__Short problem__. Copy out every row below word for word, leaving nothing out and changing nothing.

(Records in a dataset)

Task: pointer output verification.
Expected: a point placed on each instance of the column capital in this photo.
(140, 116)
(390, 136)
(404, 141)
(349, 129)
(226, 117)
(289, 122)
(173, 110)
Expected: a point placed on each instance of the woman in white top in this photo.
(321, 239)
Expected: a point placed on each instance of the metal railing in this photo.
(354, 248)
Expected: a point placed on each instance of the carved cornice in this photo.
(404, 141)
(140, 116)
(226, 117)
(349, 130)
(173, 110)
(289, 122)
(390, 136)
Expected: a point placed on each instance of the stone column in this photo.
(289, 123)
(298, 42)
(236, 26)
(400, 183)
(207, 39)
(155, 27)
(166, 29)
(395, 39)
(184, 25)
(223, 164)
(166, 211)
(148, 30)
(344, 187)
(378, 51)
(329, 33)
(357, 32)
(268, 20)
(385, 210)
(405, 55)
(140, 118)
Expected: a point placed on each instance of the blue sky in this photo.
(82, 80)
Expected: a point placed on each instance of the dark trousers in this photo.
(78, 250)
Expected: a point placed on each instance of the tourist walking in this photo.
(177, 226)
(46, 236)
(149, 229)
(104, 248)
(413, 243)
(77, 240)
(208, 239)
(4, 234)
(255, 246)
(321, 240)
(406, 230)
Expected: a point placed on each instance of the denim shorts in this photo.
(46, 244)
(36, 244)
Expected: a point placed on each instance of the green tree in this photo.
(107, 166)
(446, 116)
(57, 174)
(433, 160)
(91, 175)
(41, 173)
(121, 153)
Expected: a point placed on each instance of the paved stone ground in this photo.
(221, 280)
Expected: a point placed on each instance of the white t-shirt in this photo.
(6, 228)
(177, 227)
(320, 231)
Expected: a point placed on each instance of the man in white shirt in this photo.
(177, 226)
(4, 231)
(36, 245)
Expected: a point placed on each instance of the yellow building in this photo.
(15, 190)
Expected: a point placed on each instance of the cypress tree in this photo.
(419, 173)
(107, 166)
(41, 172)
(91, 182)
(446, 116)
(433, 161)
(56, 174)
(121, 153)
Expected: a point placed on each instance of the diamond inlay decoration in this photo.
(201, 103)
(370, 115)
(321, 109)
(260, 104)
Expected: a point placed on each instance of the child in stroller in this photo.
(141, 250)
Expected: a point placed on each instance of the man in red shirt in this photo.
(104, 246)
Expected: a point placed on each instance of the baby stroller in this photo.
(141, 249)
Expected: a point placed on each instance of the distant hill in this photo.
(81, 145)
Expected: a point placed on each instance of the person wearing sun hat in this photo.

__Expected output__.
Task: pointer output verification.
Expected: a point placed on each instance of the column capital in this photo.
(140, 116)
(390, 136)
(404, 141)
(349, 129)
(226, 117)
(289, 122)
(173, 110)
Expected: a point placed on each instance of the woman in white top in this photo.
(321, 239)
Expected: a point placed on each instance of the metal railing in this photo.
(354, 248)
Expected: a point placed on each instance of the carved cornice in this photo.
(404, 141)
(140, 116)
(226, 117)
(349, 130)
(173, 110)
(289, 122)
(390, 136)
Expected: a point placed on each instance of the stone column in this photo.
(289, 123)
(298, 42)
(236, 26)
(400, 183)
(207, 39)
(155, 27)
(166, 29)
(395, 39)
(184, 25)
(223, 164)
(166, 211)
(148, 30)
(344, 187)
(378, 51)
(329, 33)
(357, 32)
(268, 20)
(385, 210)
(405, 55)
(140, 118)
Expected: a point placed on each instance of the blue sky in this photo.
(82, 80)
Expected: a point placed on each instance of the dark trousers in this photo.
(78, 250)
Expected: a point placed on each instance of the tourist walking in this photo.
(177, 226)
(46, 236)
(149, 229)
(104, 248)
(413, 243)
(77, 240)
(208, 239)
(4, 234)
(255, 246)
(321, 240)
(406, 230)
Expected: a point placed on each instance of the denim shorts in this photo.
(46, 244)
(36, 244)
Expected: a point placed on each instance of the green tree in this photo.
(107, 166)
(446, 116)
(57, 174)
(433, 160)
(91, 175)
(41, 173)
(121, 153)
Expected: a point placed on each instance of the paved stone ground in this photo.
(221, 280)
Expected: a point placed on each instance of the white t-shirt in this photo.
(6, 228)
(177, 227)
(320, 231)
Expected: a point placed on each instance of the man in white shirt in this photo.
(177, 226)
(4, 231)
(36, 245)
Expected: a point placed on each instance of the yellow building in this photo.
(15, 190)
Expected: a point placed on each instance of the cypress tree in this photo.
(419, 173)
(107, 166)
(41, 172)
(91, 182)
(446, 116)
(433, 161)
(56, 174)
(121, 153)
Expected: a point placed on each instance of the diamond inlay decoration in this photo.
(201, 103)
(370, 115)
(321, 109)
(260, 104)
Expected: a point placed on each instance of the child in stroller in this photo.
(141, 250)
Expected: a point placed on each instance of the man in red shirt in this photo.
(104, 246)
Expected: a point placed on each instance of the baby stroller in this photo.
(141, 249)
Expected: a point placed on each instance of the distant hill in this photo.
(81, 145)
Expected: a point placed on each instance of the person wearing sun hat in this photo.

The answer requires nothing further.